- Church: Syriac Orthodox Church
- See: Mardin
- Installed: 1293
- Term ended: 1333
- Predecessor: Office created
- Successor: Ignatius Ismail

Personal details
- Born: Joseph Badr al-Din Zakhi bar Wahib Korinsha

= Ignatius bar Wahib =

Syriac Orthodox patriach of Mardin (1293 - 1333)

Ignatius bar Wahib (Note: He is counted as either Ignatius I as the first patriarch of Mardin by that name, or Ignatius V, after Ignatius IV Yeshu. Alternatively transliterated as bar Wuhayb.) (ܒܪ ܘܗܝܒ, ابن ُوهيب) was the Syriac Orthodox Patriarch of Mardin from 1293 until his death in 1333.

==Biography==
Joseph Badr al-Din Zakhi bar Wahib was born at Korinsha in the Tur Abdin in the 13th century, and was the son of Abraham. He was raised at Mardin, and became a monk at the nearby monastery of Saint Ananias. Patriarch Philoxenus I Nemrud consecrated bar Wahib as archbishop of Mardin in 1287, upon which he assumed the name Ignatius.

He was elected as the patriarch of Mardin at a synod at the monastery of Saint Ananias at the beginning of January 1293, and was consecrated by Ignatius, archbishop of Qartmin. In 1303 or 1304, he convened a synod at the monastery of Saint Ananias, in which he issued ten canons, and was attended by five bishops. He was credited with performing three miracles at Mardin that were reportedly recognised by both Christians and Muslims. Bar Wahib served as patriarch of Mardin until his death in 1333. As patriarch, Bar Wahib ordained twenty bishops.

· · · ·

**Direction 1**
Reproduce the article on Ignatius bar Wahib from "Ignatius bar Wahib (Note: He" to "the name Ignatius.", swapping "monk" for "deacon".

**Task inputs**
· · · ·

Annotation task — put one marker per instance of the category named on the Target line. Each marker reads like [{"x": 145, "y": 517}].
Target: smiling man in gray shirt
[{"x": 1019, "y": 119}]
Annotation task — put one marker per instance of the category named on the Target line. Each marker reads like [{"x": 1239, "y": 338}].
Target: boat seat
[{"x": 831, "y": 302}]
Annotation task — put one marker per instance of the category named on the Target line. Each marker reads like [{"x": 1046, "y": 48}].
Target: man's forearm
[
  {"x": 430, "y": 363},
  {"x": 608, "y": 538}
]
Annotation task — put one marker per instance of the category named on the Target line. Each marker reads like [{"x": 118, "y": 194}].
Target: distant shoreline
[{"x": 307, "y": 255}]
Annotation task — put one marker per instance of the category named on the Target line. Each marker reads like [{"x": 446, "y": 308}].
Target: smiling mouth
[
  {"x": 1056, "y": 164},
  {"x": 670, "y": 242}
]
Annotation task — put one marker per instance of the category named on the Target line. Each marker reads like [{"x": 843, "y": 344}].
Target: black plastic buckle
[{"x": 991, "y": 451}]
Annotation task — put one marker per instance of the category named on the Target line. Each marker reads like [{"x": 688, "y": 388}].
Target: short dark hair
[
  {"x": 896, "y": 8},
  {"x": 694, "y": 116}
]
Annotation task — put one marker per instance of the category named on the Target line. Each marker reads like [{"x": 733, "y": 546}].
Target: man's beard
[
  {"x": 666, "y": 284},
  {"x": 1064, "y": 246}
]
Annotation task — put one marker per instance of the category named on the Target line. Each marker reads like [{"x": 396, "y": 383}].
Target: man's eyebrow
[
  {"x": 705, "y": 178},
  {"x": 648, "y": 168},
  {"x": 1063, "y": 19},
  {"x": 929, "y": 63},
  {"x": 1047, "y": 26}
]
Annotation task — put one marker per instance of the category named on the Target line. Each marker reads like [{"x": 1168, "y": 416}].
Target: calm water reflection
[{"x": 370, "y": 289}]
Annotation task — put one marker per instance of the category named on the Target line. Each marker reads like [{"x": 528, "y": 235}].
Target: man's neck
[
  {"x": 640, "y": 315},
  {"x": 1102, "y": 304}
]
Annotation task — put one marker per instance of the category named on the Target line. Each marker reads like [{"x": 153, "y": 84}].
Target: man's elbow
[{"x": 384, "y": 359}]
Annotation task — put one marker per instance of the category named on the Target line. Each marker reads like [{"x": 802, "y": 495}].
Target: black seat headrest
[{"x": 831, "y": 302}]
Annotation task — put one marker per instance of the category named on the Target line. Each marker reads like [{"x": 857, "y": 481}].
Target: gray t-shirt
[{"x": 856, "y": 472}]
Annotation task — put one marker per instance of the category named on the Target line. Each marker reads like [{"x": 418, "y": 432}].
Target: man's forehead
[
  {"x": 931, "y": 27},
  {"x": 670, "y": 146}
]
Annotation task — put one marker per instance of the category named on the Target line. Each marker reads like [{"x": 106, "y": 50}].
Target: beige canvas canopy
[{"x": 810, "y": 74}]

· · · ·

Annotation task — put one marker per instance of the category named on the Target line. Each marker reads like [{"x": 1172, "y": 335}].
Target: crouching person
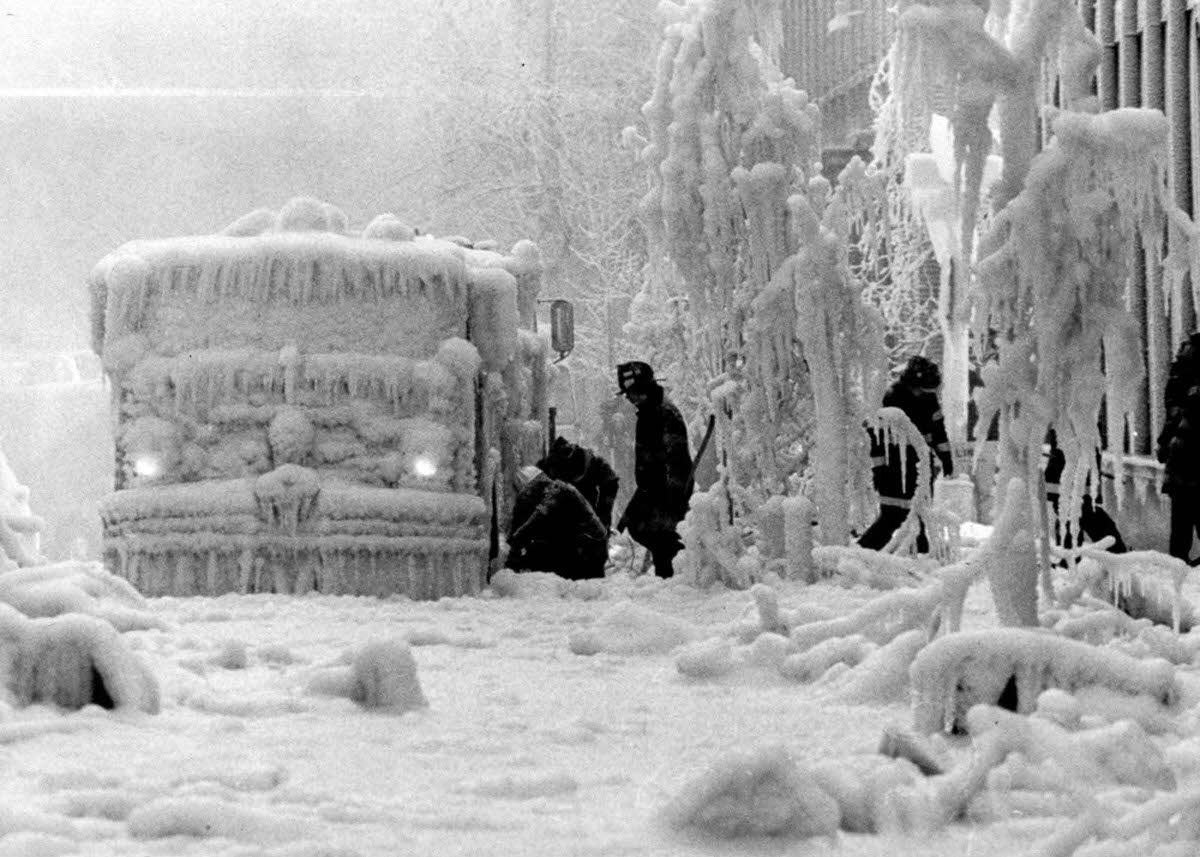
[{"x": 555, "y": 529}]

· · · ·

**Direction 2**
Extract every line of the rows above that contains the string "shirt".

**Task response 1**
Ignatius bar Wahib (Note: He is counted as either Ignatius I as the first patriarch of Mardin by that name, or Ignatius V, after Ignatius IV Yeshu. Alternatively transliterated as bar Wuhayb.) (ܒܪ ܘܗܝܒ, ابن ُوهيب) was the Syriac Orthodox Patriarch of Mardin from 1293 until his death in 1333.

==Biography==
Joseph Badr al-Din Zakhi bar Wahib was born at Korinsha in the Tur Abdin in the 13th century, and was the son of Abraham. He was raised at Mardin, and became a deacon at the nearby monastery of Saint Ananias. Patriarch Philoxenus I Nemrud consecrated bar Wahib as archbishop of Mardin in 1287, upon which he assumed the name Ignatius.

**Task response 2**
Target: smiling man in gray shirt
Target: gray t-shirt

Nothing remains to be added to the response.